■ **RECORDS FOR THE EXERCISE**:
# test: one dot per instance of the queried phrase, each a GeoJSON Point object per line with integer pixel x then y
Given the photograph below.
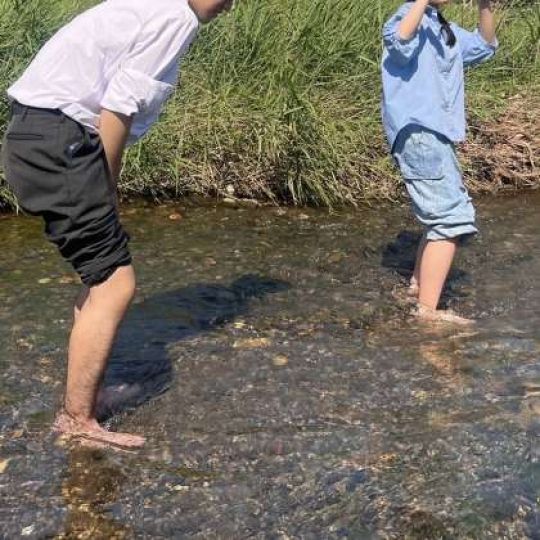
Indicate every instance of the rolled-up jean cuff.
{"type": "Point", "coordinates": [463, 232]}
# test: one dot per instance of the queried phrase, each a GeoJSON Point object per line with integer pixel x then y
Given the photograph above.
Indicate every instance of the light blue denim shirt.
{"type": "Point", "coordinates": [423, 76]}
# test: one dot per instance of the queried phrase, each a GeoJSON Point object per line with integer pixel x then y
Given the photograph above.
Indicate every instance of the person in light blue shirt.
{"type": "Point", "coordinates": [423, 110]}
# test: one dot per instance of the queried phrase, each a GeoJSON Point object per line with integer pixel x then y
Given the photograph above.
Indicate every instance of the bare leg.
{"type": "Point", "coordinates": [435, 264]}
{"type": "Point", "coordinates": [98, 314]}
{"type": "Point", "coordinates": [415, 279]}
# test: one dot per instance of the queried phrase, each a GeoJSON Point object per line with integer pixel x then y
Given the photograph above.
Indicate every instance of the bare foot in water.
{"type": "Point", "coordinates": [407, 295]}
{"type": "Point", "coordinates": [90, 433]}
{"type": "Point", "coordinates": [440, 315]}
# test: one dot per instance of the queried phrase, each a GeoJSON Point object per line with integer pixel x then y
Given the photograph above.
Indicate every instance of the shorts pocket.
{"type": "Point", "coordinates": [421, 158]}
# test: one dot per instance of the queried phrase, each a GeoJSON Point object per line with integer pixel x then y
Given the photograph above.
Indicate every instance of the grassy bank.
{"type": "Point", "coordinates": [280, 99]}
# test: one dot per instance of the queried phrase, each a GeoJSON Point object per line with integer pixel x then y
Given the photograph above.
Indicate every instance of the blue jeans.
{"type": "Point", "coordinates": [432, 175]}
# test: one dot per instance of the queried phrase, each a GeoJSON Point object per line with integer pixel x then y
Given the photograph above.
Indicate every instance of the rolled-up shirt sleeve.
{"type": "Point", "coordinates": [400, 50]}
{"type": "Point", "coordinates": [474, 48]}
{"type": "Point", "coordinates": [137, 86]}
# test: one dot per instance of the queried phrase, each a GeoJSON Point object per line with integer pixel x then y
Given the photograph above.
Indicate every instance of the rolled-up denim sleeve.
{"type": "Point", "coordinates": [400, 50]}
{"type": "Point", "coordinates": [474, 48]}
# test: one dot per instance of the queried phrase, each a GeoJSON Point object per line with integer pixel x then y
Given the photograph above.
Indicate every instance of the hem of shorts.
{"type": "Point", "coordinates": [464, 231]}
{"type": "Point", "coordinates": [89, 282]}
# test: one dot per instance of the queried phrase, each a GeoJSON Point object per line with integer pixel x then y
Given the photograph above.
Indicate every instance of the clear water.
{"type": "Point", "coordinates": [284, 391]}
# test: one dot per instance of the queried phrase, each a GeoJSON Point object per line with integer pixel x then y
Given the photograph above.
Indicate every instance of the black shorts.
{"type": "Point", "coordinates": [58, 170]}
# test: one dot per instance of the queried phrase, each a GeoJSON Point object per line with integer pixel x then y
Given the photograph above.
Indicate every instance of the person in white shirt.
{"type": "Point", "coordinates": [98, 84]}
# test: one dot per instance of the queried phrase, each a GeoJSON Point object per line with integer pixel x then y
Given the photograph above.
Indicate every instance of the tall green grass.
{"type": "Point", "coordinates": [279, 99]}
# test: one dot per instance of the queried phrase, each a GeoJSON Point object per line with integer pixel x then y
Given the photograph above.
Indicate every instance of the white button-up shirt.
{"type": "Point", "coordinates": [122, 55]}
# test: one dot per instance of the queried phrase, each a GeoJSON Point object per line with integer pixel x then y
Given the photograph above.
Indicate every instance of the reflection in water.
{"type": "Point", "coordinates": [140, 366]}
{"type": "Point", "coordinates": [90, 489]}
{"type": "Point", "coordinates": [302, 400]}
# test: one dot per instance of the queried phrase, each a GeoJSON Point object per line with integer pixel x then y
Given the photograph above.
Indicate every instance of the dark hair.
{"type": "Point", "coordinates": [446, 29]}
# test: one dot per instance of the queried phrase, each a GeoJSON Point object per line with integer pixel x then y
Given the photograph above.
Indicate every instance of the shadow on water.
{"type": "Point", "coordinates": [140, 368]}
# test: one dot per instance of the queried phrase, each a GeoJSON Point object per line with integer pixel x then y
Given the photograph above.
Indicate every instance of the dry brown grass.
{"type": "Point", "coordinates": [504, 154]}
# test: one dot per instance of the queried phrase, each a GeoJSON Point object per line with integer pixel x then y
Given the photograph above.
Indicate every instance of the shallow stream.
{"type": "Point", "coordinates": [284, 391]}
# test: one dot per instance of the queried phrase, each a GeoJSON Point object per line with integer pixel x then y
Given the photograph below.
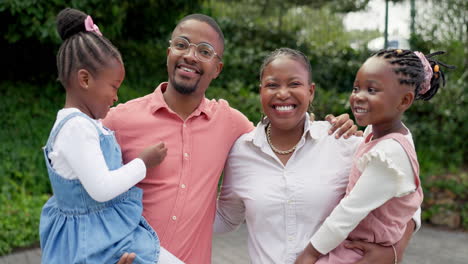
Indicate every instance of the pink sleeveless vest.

■ **WHAT THIS TASK INVOLVES**: Print the whole listing above once more, word for word, without its pictures.

■ **RESPONSE TO THIS TASK**:
# test: one dot per instance of the queried phrase, each a GeoJSON Point object per line with integer pixel x then y
Given the photograph below.
Indicate every instance of the rolled-up jean cuff.
{"type": "Point", "coordinates": [463, 232]}
# test: one dot per instance of the queried phrase, each a GeoJSON Point object per line with integer pixel x then y
Given the photograph above.
Indicate every instance of the light blue denim shirt.
{"type": "Point", "coordinates": [423, 76]}
# test: one dot per instance of the queried phrase, each a GeoJSON Point object per line with integer pixel x then y
Given the photograph above.
Indicate every instance of the person in light blue shirt.
{"type": "Point", "coordinates": [423, 110]}
# test: one dot per instance of the queried phrase, each a GeoJSON Point object per line with integer pixel x then y
Given the photograph above.
Indicate every instance of the bare leg.
{"type": "Point", "coordinates": [435, 264]}
{"type": "Point", "coordinates": [98, 314]}
{"type": "Point", "coordinates": [415, 279]}
# test: one dot per instance of the queried phrase, each a GeoJSON Point object per line with integer pixel x then y
Given the photograph above.
Indicate every instance of the bare foot in water.
{"type": "Point", "coordinates": [407, 295]}
{"type": "Point", "coordinates": [90, 433]}
{"type": "Point", "coordinates": [440, 315]}
# test: one dot per instance of the queried phrase, each a GeoJSON Point object per line with integer pixel x then y
Given the photograph above.
Indicate every instance of the shorts pocket.
{"type": "Point", "coordinates": [421, 158]}
# test: one dot per instance of the queried phrase, each a GeoJSON Point object per line with integer pixel x then y
Given the photograph above.
Indicate every instance of the grassy bank.
{"type": "Point", "coordinates": [280, 99]}
# test: one dot per instance of the queried phrase, each a GeoJSON Point object per line with integer pixel x then y
Given the photograph above.
Indicate every instance of the blue jeans.
{"type": "Point", "coordinates": [432, 175]}
# test: one dot per instance of the queried phrase, each a GeoJSON Point object per line with integer pixel x then y
Given the photograph above.
Indicate every instance of the rolled-up shirt sleeve.
{"type": "Point", "coordinates": [400, 50]}
{"type": "Point", "coordinates": [474, 48]}
{"type": "Point", "coordinates": [137, 86]}
# test: one dot per instance of the queried phrase, each a GeoJSON Point object per line with integer pixel x then y
Given the photograph above.
Indicate every instance of the rolled-up denim sleeve.
{"type": "Point", "coordinates": [400, 50]}
{"type": "Point", "coordinates": [474, 48]}
# test: one dot per instance of the queried phrase, each a GeoJSON Point object per line with integer pixel x then y
Given the photograph above.
Indicate every instance of the hem of shorts.
{"type": "Point", "coordinates": [464, 231]}
{"type": "Point", "coordinates": [89, 282]}
# test: one dot per instance of the queried phrase, each a GeoJSON Point object per line with integer pixel x then y
Given the photograph above.
Indicate every instance of the clear water.
{"type": "Point", "coordinates": [284, 391]}
# test: one dot per instance of the queried phrase, each a GeoJSON Point object per line with integer pixel x then y
Given the photograph above.
Indicate every instance of the black shorts.
{"type": "Point", "coordinates": [58, 170]}
# test: one dot per instance of the queried phrase, each a GeoJSON Point object per line with integer pixel x then y
Given the photograph above.
Indicate every instance of the person in white shirt.
{"type": "Point", "coordinates": [98, 84]}
# test: one dot per instance of the queried phrase, each a GeoJSON Point object per line with integer pixel x then y
Given the photograph above.
Indicate every instance of the tall green grass.
{"type": "Point", "coordinates": [279, 99]}
# test: one dot per instance of the queried phrase, each a GeoJSON Point object per line with integer pixel x then y
Given the photograph above.
Indicate every instance of the white button-up shirt.
{"type": "Point", "coordinates": [122, 55]}
# test: one dot per instance of the queried phrase, each a GeoJSON Point object per line with integer pixel x then y
Given the photograph above.
Indicate every instance of the reflection in water.
{"type": "Point", "coordinates": [140, 366]}
{"type": "Point", "coordinates": [90, 489]}
{"type": "Point", "coordinates": [302, 400]}
# test: one dot per instance of the queried phrase, each a GeoJSON Point object per line with integer pixel x then y
Given the photograph above.
Indicate every instance of the dark hair.
{"type": "Point", "coordinates": [446, 29]}
# test: one dot per instance of the queried phrase, each a GeoJSON Point object per line with integer pixel x then y
Given the photograph above.
Indicate every instance of the shadow on water.
{"type": "Point", "coordinates": [140, 368]}
# test: one dot per instance of the queried phrase, each a GeoJSON Point object per line with integer pixel x then y
Given the photograph above.
Indicate every instance of the dry brown grass.
{"type": "Point", "coordinates": [504, 154]}
# test: one dot per instance of the queried phrase, each a GeoJSON Point object per line with integer pixel x then y
Given the photograph above.
Indicate every instance of the shallow stream.
{"type": "Point", "coordinates": [284, 391]}
# test: one dot per instance of the queried phrase, each a GeoJSON Point object per line with integer pixel x then y
Given the photograph below.
Indicate every instance of the pink sleeveless vest.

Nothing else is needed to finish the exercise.